Assignment | Each record must be printed exactly as given.

━━━ Data supplied ━━━

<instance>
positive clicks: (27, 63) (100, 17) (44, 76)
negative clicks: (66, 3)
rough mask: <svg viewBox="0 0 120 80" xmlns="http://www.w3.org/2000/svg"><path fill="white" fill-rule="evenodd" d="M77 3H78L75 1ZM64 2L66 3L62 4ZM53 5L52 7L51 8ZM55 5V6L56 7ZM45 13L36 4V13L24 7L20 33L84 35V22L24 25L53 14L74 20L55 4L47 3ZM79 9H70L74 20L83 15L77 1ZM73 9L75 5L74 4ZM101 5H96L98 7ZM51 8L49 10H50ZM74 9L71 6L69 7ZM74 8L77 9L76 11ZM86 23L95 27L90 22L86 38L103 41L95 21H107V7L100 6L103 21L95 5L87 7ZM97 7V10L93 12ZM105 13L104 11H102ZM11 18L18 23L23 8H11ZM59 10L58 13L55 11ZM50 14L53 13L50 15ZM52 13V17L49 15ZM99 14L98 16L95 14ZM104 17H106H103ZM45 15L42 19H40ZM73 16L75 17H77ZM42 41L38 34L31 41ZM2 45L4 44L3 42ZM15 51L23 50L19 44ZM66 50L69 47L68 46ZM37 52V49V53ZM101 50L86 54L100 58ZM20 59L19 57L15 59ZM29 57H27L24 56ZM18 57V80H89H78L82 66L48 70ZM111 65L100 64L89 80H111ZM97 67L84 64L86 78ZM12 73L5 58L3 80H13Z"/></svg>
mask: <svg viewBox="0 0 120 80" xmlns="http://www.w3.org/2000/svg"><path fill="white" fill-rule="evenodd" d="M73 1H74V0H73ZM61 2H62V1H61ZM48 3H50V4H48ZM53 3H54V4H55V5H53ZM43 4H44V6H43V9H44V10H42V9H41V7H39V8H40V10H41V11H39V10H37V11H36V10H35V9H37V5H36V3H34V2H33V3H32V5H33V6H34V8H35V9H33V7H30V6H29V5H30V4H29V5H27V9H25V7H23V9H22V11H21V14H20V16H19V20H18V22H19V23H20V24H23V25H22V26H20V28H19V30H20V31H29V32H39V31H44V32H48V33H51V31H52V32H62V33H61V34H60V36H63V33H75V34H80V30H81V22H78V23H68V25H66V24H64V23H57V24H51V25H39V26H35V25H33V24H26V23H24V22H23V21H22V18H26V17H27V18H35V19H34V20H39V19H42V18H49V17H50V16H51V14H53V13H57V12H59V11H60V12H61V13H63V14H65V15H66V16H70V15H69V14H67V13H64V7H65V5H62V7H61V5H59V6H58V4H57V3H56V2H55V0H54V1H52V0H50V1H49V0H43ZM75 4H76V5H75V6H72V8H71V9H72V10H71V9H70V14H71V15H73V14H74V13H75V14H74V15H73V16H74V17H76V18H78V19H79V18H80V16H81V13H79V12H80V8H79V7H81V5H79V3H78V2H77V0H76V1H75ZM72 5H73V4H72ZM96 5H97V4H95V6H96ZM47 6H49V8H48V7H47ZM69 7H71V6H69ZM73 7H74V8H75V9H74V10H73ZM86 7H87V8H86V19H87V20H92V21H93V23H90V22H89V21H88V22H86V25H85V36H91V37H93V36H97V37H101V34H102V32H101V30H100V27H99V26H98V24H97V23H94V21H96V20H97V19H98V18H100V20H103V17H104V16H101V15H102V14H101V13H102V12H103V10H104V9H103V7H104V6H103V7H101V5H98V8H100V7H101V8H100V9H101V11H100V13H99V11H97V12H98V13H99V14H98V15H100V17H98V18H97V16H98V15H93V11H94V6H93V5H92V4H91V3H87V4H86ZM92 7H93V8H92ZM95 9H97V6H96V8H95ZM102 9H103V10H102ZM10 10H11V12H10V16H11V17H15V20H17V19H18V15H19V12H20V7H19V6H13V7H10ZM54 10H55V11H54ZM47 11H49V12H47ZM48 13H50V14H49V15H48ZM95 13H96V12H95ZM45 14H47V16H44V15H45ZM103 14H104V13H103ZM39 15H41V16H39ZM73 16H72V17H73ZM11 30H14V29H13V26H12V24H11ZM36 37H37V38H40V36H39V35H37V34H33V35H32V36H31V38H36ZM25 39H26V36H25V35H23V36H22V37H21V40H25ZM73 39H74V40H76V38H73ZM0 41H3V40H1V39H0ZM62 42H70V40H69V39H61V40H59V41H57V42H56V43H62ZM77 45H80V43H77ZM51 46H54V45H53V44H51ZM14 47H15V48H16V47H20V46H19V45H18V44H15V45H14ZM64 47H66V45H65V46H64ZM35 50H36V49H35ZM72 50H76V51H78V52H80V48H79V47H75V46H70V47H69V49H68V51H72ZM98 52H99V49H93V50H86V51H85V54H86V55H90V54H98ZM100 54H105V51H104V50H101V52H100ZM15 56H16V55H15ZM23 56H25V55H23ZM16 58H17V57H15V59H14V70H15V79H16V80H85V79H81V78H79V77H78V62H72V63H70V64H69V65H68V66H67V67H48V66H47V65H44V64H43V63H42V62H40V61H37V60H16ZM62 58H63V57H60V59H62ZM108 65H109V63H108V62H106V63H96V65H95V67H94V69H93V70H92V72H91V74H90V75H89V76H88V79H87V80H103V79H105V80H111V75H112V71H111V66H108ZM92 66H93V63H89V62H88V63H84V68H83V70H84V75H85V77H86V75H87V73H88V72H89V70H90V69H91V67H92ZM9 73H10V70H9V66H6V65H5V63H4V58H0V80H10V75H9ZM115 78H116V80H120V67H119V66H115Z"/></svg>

━━━

Task response |
<instance>
positive clicks: (27, 63) (100, 17) (44, 76)
negative clicks: (66, 3)
rough mask: <svg viewBox="0 0 120 80" xmlns="http://www.w3.org/2000/svg"><path fill="white" fill-rule="evenodd" d="M77 3H78L75 1ZM64 2L66 3L62 4ZM53 5L52 7L51 8ZM55 5V6L56 7ZM45 13L36 4V13L24 7L20 33L84 35V22L24 25L53 14L74 20L55 4L47 3ZM79 9H70L74 20L83 15L77 1ZM73 9L75 5L74 4ZM101 5H96L98 7ZM51 8L49 10H50ZM74 9L71 6L69 7ZM74 8L77 9L76 11ZM86 23L95 27L90 22L86 38L103 41L95 21H107V7L100 6L103 21L95 5L87 7ZM97 7V10L93 12ZM105 13L104 11H102ZM11 18L18 23L23 8H11ZM59 10L58 13L55 11ZM50 14L53 13L50 15ZM52 13V17L49 15ZM99 14L98 16L95 14ZM104 17H106H103ZM45 15L42 19H40ZM73 16L75 17H77ZM42 41L38 34L31 41ZM2 45L4 44L3 42ZM15 51L23 50L19 44ZM66 50L69 47L68 46ZM37 52V49V53ZM101 50L86 54L100 58ZM20 59L19 57L15 59ZM29 57H27L24 56ZM18 57V80H89H78L82 66L48 70ZM111 65L100 64L89 80H111ZM97 67L84 64L86 78ZM12 73L5 58L3 80H13Z"/></svg>
mask: <svg viewBox="0 0 120 80" xmlns="http://www.w3.org/2000/svg"><path fill="white" fill-rule="evenodd" d="M73 1H74V0H73ZM61 2H62V1H61ZM48 3H50V4H48ZM53 3H54V4H55V5H53ZM43 4H44V6H43V9H44V10H42V9H41V7H39V8H40V10H41V11H39V10H37V11H36V10H35V9H37V5H36V3H34V2H33V3H32V5H33V6H34V8H35V9H33V7H30V6H29V5H30V4H29V5H27V9H25V7H23V9H22V11H21V14H20V16H19V20H18V22H19V23H20V24H23V25H22V26H20V28H19V30H20V31H29V32H39V31H44V32H48V33H51V31H52V32H62V33H61V34H60V36H63V33H75V34H80V30H81V22H78V23H68V25H66V24H64V23H57V24H51V25H39V26H35V25H33V24H26V23H24V22H23V21H22V18H26V17H27V18H35V19H34V20H39V19H42V18H49V17H50V16H51V14H53V13H57V12H59V11H60V12H61V13H63V14H65V15H66V16H70V15H69V14H67V13H64V7H65V5H62V7H61V5H59V6H58V4H57V3H56V2H55V0H54V1H52V0H50V1H49V0H43ZM75 4H76V5H75V6H72V8H71V9H72V10H71V9H70V14H71V15H73V14H74V13H75V14H74V15H73V16H74V17H76V18H78V19H79V18H80V16H81V13H79V12H80V8H79V7H81V5H79V3H78V2H77V0H76V1H75ZM72 5H73V4H72ZM96 5H97V4H95V6H96ZM47 6H49V8H48V7H47ZM69 7H71V6H69ZM73 7H74V8H75V9H74V10H73ZM86 7H87V8H86V19H87V20H92V21H93V23H90V22H89V21H88V22H86V25H85V36H91V37H93V36H97V37H101V34H102V32H101V30H100V27H99V26H98V24H97V23H94V21H96V20H97V19H98V18H100V20H103V17H104V16H101V15H102V14H101V13H102V12H103V10H104V9H103V7H104V6H103V7H101V5H98V8H100V7H101V8H100V9H101V11H100V13H99V11H97V12H98V13H99V14H98V15H100V17H98V18H97V16H98V15H93V11H94V6H93V5H92V4H91V3H87V4H86ZM92 7H93V8H92ZM95 9H97V6H96V8H95ZM102 9H103V10H102ZM10 10H11V12H10V16H11V17H15V20H17V19H18V15H19V12H20V7H19V6H13V7H10ZM54 10H55V11H54ZM47 11H49V12H47ZM48 13H50V14H49V15H48ZM95 13H96V12H95ZM45 14H47V16H44V15H45ZM103 14H104V13H103ZM39 15H41V16H39ZM73 16H72V17H73ZM11 30H14V29H13V26H12V24H11ZM36 37H37V38H40V36H39V35H37V34H33V35H32V36H31V38H36ZM25 39H26V36H25V35H23V36H22V37H21V40H25ZM73 39H74V40H76V38H73ZM0 41H3V40H1V39H0ZM62 42H70V40H69V39H61V40H59V41H57V42H56V43H62ZM77 45H80V43H77ZM51 46H54V45H53V44H51ZM14 47H15V48H16V47H20V46H19V45H18V44H15V45H14ZM64 47H66V45H65V46H64ZM35 50H36V49H35ZM72 50H76V51H78V52H80V48H79V47H75V46H70V47H69V49H68V51H72ZM98 52H99V49H93V50H86V51H85V54H86V55H90V54H98ZM100 54H105V51H104V50H101V52H100ZM15 56H16V55H15ZM23 56H25V55H23ZM16 58H17V57H15V59H14V70H15V79H16V80H85V79H81V78H79V77H78V62H72V63H70V64H69V65H68V66H67V67H48V66H47V65H44V64H43V63H42V62H40V61H37V60H16ZM62 58H63V57H60V59H62ZM108 65H109V63H108V62H106V63H96V65H95V67H94V69H93V70H92V72H91V74H90V75H89V76H88V79H87V80H103V79H105V80H111V75H112V71H111V66H108ZM92 66H93V63H89V62H88V63H84V68H83V70H84V75H85V77H86V75H87V73H88V72H89V70H90V69H91V67H92ZM9 73H10V70H9V66H6V65H5V63H4V58H0V80H10V75H9ZM115 78H116V80H120V67H119V66H115Z"/></svg>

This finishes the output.